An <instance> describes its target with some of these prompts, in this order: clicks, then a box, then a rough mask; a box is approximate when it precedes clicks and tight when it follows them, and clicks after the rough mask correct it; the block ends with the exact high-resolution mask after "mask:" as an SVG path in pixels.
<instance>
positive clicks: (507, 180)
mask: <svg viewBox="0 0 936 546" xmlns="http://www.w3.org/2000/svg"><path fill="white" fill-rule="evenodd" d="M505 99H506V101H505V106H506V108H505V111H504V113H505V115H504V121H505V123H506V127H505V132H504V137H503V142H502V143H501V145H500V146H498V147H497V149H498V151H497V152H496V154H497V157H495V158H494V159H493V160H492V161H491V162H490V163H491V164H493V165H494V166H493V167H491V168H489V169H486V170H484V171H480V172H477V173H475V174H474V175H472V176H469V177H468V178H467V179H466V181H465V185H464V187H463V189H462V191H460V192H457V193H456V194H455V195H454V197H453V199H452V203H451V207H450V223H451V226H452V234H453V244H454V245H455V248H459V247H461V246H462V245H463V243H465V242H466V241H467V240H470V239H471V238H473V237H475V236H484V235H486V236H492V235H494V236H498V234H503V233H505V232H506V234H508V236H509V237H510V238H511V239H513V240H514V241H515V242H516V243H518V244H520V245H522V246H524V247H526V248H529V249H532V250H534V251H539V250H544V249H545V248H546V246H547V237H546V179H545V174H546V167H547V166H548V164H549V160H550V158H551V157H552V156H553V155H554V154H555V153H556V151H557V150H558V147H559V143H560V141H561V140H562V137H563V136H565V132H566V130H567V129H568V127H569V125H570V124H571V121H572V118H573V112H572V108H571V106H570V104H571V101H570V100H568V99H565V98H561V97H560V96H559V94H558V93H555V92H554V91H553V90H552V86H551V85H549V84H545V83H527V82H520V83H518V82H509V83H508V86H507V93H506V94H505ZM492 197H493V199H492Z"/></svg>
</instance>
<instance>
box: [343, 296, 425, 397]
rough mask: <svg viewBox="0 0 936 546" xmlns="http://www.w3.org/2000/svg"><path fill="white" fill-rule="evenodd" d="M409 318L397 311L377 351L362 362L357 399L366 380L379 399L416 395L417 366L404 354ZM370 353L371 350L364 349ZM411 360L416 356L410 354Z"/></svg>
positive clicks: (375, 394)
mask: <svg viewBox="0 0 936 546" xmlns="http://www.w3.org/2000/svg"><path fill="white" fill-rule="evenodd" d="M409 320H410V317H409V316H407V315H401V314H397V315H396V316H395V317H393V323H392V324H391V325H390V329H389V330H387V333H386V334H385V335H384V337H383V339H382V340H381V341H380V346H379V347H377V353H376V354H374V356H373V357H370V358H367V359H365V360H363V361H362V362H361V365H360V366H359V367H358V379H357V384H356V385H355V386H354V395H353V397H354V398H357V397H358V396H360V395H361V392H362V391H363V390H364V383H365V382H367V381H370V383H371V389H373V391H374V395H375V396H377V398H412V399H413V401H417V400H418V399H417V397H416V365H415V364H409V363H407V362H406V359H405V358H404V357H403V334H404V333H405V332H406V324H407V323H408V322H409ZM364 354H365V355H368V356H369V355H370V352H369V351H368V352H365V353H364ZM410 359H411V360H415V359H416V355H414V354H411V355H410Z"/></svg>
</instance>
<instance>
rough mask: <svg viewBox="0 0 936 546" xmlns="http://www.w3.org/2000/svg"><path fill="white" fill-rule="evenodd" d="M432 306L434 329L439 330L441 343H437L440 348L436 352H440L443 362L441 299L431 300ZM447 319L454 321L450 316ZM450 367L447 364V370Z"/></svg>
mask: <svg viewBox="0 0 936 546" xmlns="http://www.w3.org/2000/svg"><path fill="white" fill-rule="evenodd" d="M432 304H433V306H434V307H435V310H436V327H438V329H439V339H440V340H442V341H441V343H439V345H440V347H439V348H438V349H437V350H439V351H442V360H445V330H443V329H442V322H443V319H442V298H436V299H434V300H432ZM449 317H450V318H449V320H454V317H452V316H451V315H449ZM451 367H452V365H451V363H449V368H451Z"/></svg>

▶ **What the task asks**: Copy every record precisely, omitting nothing.

▶ **Completed exercise**:
An <instance> describes its target with some of these prompts, in this order: clicks, then a box, then a rough mask; a box is approximate when it precedes clicks and tight when it follows them, and clicks after the rough mask correct it; the block ends with the exact high-resolution mask after "mask:" as an SVG path in pixels.
<instance>
positive clicks: (507, 180)
mask: <svg viewBox="0 0 936 546" xmlns="http://www.w3.org/2000/svg"><path fill="white" fill-rule="evenodd" d="M505 99H506V101H505V106H506V108H505V111H504V113H505V115H504V121H505V123H506V127H505V132H504V137H503V142H502V143H501V145H500V146H498V147H497V149H498V151H497V152H496V154H497V157H495V158H494V159H493V160H492V161H491V162H490V163H491V164H493V165H494V166H493V167H491V168H489V169H486V170H484V171H480V172H477V173H475V174H474V175H472V176H469V177H468V178H467V179H466V181H465V185H464V187H463V189H462V191H460V192H457V193H456V194H455V195H454V197H453V199H452V203H451V207H450V223H451V226H452V234H453V244H454V245H455V248H459V247H461V246H462V245H463V243H465V242H466V241H467V240H470V239H471V238H473V237H475V236H484V235H486V236H492V235H494V236H498V234H503V233H505V232H506V234H508V236H509V237H510V238H511V239H513V240H514V241H515V242H516V243H518V244H520V245H522V246H524V247H526V248H529V249H532V250H534V251H539V250H544V249H545V248H546V246H547V237H546V179H545V174H546V167H547V166H548V164H549V160H550V158H551V157H552V156H553V155H554V154H555V153H556V151H557V150H558V147H559V143H560V141H561V140H562V137H563V136H565V132H566V130H567V129H568V127H569V125H570V124H571V121H572V118H573V112H572V108H571V106H570V104H571V101H570V100H568V99H565V98H561V97H560V96H559V94H558V93H555V92H554V91H553V90H552V86H551V85H549V84H545V83H527V82H520V83H518V82H509V83H508V86H507V93H506V94H505ZM492 197H493V199H492Z"/></svg>
</instance>
<instance>
box: [343, 296, 425, 397]
rough mask: <svg viewBox="0 0 936 546" xmlns="http://www.w3.org/2000/svg"><path fill="white" fill-rule="evenodd" d="M409 318L397 311L377 351L362 362L357 399L366 380L379 399L416 395L417 366L404 354ZM370 353L371 350L364 349ZM411 360L416 356L410 354Z"/></svg>
positive clicks: (375, 394)
mask: <svg viewBox="0 0 936 546" xmlns="http://www.w3.org/2000/svg"><path fill="white" fill-rule="evenodd" d="M409 320H410V317H409V316H407V315H401V314H397V315H396V316H395V317H393V323H392V324H391V325H390V329H389V330H387V333H386V334H385V335H384V337H383V339H382V340H381V341H380V346H379V347H377V353H376V354H374V356H373V357H370V358H367V359H365V360H363V361H362V362H361V365H360V366H359V367H358V379H357V384H356V385H355V386H354V395H353V397H354V398H357V397H358V396H360V395H361V392H362V391H363V390H364V383H365V382H367V381H370V383H371V389H373V391H374V395H375V396H377V398H412V399H413V401H417V400H418V399H417V397H416V365H415V364H409V363H407V362H406V359H405V358H404V357H403V334H404V333H405V332H406V324H407V323H408V322H409ZM364 354H365V355H368V356H369V355H370V352H369V351H368V352H365V353H364ZM410 359H411V360H415V359H416V355H414V354H411V355H410Z"/></svg>
</instance>
<instance>
rough mask: <svg viewBox="0 0 936 546" xmlns="http://www.w3.org/2000/svg"><path fill="white" fill-rule="evenodd" d="M432 306L434 329L439 330L441 343H437L440 348L436 352H440L443 362L441 299L431 300ZM447 319L454 321L450 316ZM450 367L447 364V370Z"/></svg>
mask: <svg viewBox="0 0 936 546" xmlns="http://www.w3.org/2000/svg"><path fill="white" fill-rule="evenodd" d="M432 304H433V306H434V307H435V310H436V327H438V329H439V339H440V340H442V341H441V343H439V345H440V347H439V348H438V349H437V350H439V351H442V360H445V330H443V329H442V322H443V319H442V298H436V299H434V300H432ZM449 317H450V318H449V320H454V317H452V316H451V315H449ZM451 367H452V365H451V363H449V368H451Z"/></svg>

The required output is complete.